▶ _Brief 1_
In the entries, write out again the lines from the one with "TARGET = sky" up to and including the one with "(1097, 782)", swapping "dirt ground" for "bare soil" and leaving everything else unchanged.

▶ _Selected extract_
The Amityville Police Department would get civilian leadership under a controversial village board proposal to create the position of police commissioner.

Under the proposal, slated for a public hearing Monday, the commissioner would supervise newly appointed Police Chief Glenn C. Slack but also focus on planning, management and administration of the department.

Slack, who has been interim chief since June, when the previous chief and the department's lieutenant resigned, was sworn in last week. Slack would retain much of the day-to-day authority over policing and training, areas over which the commissioner would have "limited direct powers," according to a copy of the proposal.

No salary for the commissioner's position has been publicly discussed.

Amityville trustees floated the idea months ago as part of a broad effort to make village government cheaper and more efficient, consolidating some Village Hall jobs and looking for other savings as they wrestle with finances that have earned the village a perennial place on the state comptroller's list of fiscally stressed municipalities.

▶ _Brief 2_
Answer these questions from the article on the Amityville police commissioner proposal.
(a) Who was sworn in last week as police chief?
(b) When is the public hearing on the proposal slated?
(c) On whose list of fiscally stressed municipalities does the village perennially appear?

▶ _Input for this task_
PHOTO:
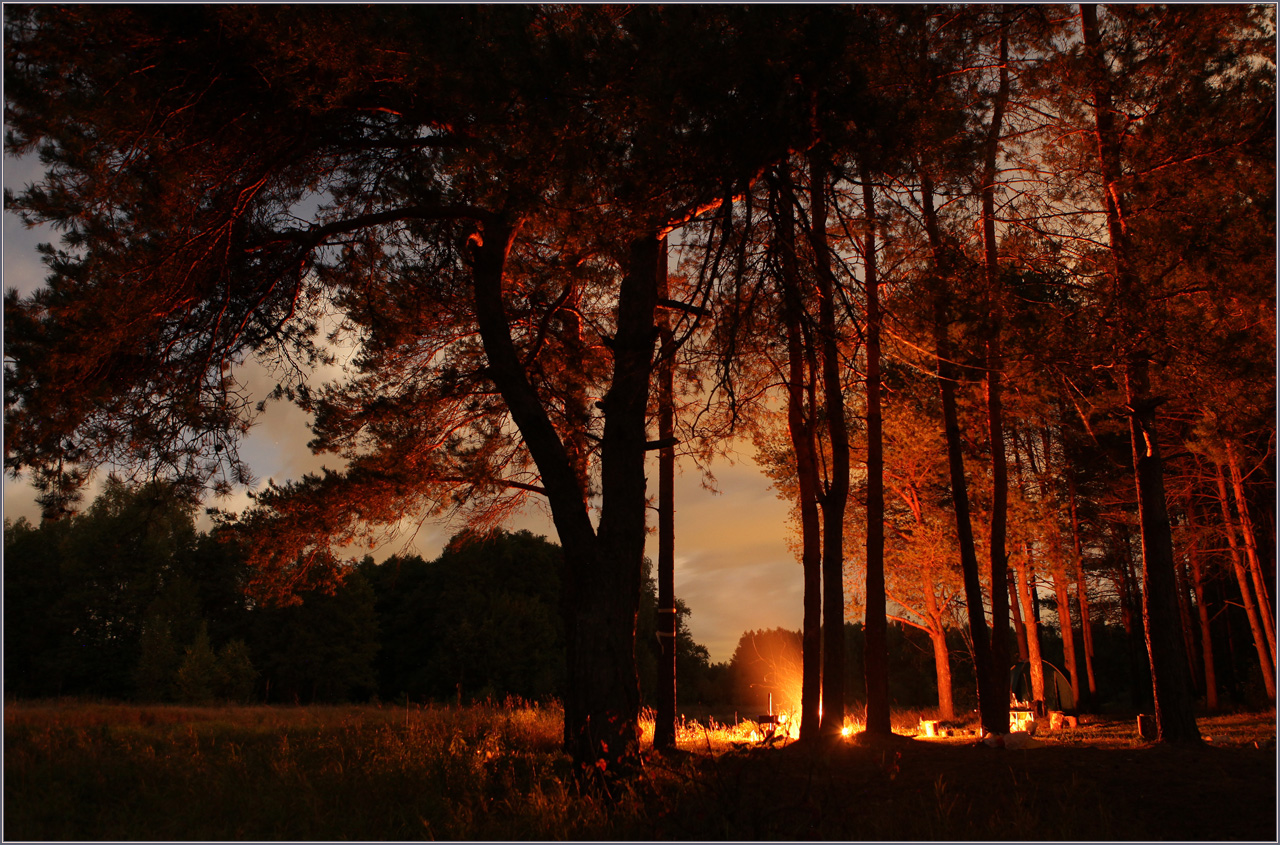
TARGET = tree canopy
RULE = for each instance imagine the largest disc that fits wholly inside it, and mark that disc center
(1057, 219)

--

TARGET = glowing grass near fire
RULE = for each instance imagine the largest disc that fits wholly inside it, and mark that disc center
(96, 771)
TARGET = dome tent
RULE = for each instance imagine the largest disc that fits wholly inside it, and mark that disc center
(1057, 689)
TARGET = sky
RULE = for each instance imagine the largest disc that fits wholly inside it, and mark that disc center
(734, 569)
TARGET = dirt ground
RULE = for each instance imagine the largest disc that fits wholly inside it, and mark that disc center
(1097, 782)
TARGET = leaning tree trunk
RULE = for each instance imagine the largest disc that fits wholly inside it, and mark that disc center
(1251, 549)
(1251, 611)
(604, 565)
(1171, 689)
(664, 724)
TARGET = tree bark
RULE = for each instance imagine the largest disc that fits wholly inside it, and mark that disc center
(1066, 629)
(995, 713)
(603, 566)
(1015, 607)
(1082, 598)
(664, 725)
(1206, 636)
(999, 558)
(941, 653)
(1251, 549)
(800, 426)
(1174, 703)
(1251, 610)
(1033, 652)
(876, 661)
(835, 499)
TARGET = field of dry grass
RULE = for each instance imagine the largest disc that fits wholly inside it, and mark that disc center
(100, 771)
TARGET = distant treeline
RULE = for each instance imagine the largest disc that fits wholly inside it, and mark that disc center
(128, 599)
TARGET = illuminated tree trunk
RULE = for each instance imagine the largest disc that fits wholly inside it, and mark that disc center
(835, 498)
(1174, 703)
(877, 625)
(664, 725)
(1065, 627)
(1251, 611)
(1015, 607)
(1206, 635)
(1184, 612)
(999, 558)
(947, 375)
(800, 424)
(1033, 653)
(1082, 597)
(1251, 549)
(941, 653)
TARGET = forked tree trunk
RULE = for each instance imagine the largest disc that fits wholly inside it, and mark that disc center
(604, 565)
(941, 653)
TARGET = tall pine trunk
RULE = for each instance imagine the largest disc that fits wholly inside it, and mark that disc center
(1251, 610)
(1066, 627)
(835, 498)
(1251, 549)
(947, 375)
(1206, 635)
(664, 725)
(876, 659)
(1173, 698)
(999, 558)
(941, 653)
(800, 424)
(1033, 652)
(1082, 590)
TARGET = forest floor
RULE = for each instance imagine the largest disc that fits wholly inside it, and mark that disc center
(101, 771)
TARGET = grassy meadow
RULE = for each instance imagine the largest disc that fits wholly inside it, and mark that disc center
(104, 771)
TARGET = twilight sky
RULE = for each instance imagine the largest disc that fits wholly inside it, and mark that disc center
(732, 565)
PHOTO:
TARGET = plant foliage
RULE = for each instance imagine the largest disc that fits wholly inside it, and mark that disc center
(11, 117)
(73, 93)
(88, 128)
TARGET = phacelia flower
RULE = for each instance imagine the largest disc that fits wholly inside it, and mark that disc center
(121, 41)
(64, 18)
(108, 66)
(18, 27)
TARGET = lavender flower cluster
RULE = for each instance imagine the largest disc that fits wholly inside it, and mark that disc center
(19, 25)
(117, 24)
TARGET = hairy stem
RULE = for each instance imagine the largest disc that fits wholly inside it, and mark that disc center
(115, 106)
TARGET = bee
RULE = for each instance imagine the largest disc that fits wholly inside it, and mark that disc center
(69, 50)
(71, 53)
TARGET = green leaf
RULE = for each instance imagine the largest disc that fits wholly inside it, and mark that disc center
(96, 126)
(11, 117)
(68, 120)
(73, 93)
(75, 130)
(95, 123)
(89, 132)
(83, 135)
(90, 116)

▶ _Right answer 1_
TARGET = sky
RULE = for each instance imagine the largest disc that fits wholly inside it, and mark that disc center
(734, 569)
TARGET = bare soil
RULE = for each instance imagine the largest disc that fits wholly inside it, and mark that disc center
(1097, 782)

▶ _Right answer 2_
(a) Glenn C. Slack
(b) Monday
(c) The state comptroller's list